- **Work to do**
Find the line that contains "Target: person standing on sidewalk" and print it and every line after it, exactly, please.
================
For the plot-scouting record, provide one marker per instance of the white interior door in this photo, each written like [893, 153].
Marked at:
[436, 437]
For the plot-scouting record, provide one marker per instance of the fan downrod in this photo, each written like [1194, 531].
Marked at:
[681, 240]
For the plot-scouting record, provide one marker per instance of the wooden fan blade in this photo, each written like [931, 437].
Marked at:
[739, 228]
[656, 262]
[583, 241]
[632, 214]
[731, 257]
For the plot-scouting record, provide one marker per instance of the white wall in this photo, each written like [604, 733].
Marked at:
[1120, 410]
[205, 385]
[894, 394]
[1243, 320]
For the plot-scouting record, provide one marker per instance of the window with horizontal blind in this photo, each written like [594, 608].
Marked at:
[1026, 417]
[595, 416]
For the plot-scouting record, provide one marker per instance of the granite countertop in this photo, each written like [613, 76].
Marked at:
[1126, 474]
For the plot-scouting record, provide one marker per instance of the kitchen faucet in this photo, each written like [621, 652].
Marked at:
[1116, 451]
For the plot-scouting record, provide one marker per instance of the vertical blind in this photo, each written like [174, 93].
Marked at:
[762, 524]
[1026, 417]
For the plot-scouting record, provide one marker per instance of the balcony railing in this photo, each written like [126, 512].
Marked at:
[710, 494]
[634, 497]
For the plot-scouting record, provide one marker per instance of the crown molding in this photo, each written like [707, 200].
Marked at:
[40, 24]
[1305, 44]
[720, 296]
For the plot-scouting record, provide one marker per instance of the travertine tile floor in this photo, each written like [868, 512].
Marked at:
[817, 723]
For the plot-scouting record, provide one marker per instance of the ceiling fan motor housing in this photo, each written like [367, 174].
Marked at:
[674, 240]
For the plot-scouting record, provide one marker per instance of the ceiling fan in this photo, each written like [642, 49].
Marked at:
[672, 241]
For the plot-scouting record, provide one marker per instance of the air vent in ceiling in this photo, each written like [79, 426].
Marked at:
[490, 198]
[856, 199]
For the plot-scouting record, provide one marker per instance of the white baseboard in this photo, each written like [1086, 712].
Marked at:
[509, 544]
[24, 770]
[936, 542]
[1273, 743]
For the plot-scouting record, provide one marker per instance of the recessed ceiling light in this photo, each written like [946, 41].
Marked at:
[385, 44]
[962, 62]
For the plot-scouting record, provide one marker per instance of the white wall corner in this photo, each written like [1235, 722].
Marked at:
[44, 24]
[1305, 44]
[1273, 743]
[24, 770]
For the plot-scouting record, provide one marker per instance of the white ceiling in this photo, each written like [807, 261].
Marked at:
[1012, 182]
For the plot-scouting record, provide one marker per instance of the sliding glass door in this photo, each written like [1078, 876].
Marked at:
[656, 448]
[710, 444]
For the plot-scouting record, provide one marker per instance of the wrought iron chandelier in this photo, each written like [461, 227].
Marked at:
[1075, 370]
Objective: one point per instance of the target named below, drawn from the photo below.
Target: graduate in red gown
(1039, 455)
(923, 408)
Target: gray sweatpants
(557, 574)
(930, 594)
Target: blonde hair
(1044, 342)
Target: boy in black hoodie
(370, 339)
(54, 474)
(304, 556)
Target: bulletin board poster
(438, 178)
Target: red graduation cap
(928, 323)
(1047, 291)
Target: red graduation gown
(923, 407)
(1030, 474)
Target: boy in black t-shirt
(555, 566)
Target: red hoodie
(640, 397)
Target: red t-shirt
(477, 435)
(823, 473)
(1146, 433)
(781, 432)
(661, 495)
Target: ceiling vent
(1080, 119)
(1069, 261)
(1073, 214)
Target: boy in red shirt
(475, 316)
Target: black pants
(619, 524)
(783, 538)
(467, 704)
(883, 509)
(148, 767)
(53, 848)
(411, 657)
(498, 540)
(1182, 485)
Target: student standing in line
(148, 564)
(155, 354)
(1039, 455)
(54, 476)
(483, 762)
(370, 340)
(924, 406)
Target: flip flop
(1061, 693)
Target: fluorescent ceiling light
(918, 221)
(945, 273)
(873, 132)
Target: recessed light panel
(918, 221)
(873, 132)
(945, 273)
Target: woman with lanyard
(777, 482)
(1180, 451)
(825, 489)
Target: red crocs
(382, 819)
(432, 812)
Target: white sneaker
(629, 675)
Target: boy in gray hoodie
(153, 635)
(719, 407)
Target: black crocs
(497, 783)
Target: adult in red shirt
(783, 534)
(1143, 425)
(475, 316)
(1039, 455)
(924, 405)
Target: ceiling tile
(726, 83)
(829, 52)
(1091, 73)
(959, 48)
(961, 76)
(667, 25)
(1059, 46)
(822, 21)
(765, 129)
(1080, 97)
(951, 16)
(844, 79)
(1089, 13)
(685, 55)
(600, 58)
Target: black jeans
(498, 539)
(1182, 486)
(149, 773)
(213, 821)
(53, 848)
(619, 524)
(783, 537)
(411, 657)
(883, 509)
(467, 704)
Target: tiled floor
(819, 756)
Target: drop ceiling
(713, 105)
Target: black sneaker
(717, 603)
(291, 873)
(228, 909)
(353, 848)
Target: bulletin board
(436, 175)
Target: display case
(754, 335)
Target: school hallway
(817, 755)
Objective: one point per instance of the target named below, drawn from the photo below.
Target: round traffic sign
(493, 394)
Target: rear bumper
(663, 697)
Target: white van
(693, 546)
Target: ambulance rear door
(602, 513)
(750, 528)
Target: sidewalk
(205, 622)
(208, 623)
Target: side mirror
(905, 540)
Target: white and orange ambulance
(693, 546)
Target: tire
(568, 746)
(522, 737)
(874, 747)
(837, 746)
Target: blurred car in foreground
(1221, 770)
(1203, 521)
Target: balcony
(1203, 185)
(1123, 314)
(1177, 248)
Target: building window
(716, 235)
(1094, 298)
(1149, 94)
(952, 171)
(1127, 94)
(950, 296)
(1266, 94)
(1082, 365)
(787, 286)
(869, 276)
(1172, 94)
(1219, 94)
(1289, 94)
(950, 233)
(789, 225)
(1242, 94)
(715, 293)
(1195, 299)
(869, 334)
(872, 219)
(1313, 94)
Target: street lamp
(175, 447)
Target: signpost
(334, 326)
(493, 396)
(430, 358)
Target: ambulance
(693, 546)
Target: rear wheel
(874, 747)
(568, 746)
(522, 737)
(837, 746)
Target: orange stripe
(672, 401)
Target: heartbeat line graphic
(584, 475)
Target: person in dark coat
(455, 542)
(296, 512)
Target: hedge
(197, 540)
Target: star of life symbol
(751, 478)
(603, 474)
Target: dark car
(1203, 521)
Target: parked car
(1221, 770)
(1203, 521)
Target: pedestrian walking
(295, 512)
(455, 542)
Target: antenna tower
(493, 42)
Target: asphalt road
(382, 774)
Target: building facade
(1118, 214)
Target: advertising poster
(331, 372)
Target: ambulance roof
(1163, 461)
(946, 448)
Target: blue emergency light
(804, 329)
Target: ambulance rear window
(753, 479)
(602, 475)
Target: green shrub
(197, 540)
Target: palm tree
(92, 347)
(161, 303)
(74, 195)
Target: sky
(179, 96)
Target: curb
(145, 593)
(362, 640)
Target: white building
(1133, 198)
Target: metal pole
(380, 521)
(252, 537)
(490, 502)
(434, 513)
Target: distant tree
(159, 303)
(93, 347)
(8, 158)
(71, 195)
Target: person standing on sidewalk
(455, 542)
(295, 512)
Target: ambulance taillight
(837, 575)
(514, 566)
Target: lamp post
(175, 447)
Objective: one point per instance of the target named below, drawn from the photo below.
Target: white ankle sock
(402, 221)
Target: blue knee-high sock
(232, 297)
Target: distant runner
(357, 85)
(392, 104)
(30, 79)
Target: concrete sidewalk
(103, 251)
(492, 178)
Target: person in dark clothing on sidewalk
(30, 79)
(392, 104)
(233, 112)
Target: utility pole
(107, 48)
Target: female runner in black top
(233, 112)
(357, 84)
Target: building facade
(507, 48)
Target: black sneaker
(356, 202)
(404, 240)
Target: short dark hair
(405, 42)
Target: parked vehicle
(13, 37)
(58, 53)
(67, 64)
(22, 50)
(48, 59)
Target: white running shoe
================
- **Exercise output**
Target: person standing on sidewalk
(455, 542)
(295, 512)
Target: ambulance taillight
(837, 575)
(514, 566)
Target: lamp post
(175, 447)
Objective: one point per instance of the target named below, drawn from the photo below.
Target: white ankle sock
(402, 221)
Target: blue knee-high sock
(232, 297)
Target: distant runner
(357, 85)
(392, 104)
(30, 79)
Target: concrete sidewalk
(103, 251)
(492, 178)
Target: person in dark clothing on sidewalk
(30, 79)
(392, 104)
(233, 112)
Target: utility pole
(107, 48)
Target: female runner in black top
(233, 112)
(357, 84)
Target: building facade
(507, 48)
Target: black sneaker
(356, 202)
(404, 240)
Target: short dark hair
(405, 42)
Target: parked vehicle
(13, 37)
(58, 53)
(67, 64)
(22, 50)
(48, 59)
Target: white running shoe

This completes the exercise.